10 Artists to Watch at Art Los Angeles Contemporary
Art Los Angeles Contemporary kicks off its sixth edition next week in Santa Monica’s 40,000-square-foot Barker Hangar. Bringing the international art world to the west coast, ALAC welcomes over 70 exhibitors to the historic hangar (the sprawling space was once part of the Santa Monica airport), with a strong mix of blue chip and emerging galleries. With roughly one third of exhibitors based in California, ALAC places L.A. (and beyond) on the art world map. We’ve picked a group of 10 artists—many of which are showing with local galleries or hail from the region themselves—to keep on your radar as you navigate the fair.
Holding a masters in painting from the Royal College of Art, Neil Raitt creates hypnotically repetitive large-scale oil paintings inspired by Bob Ross’s public-television program The Joy of Painting. The paintings stand somewhere between figuration and abstraction, where evergreen trees, snowy mountains, and rustic cabins repeat across canvases, forming kaleidoscopic patterns set against gradient backgrounds that explore what the young artist names “the conversation around painting,” particularly within digital culture. Last spring, Raitt was the winner of the 2014 Catlin Art Prize, a £5,000 award given yearly to new art school graduates in the UK. Raitt’s work is already included in several prestigious collections, including the Saatchi Collection, the Franks-Suss Collection, and that of the Goss-Michael Foundation in Dallas, where he recently finished a residency and had a solo show. Following ALAC, Raitt will open his first solo show of 2015 at L.A.-based gallery Anat Ebgi in April.

[Labeled region entries]

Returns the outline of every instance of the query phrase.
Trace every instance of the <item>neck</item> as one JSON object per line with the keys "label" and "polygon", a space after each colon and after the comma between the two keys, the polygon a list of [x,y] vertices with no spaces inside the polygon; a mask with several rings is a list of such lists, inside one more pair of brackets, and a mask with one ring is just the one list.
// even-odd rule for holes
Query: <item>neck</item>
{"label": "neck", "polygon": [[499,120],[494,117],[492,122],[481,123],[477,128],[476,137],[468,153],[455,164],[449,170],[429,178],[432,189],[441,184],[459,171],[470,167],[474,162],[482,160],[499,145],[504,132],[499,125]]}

» **EXERCISE REQUIREMENTS**: Why does the article on the Los Angeles art fair say Art Los Angeles Contemporary puts L.A. on the art world map? Answer in one to three sentences.

» **SOLUTION FOR THIS TASK**: Roughly one third of the fair's more than 70 exhibitors are based in California. The article gives that regional share as the reason ALAC places L.A. (and beyond) on the art world map.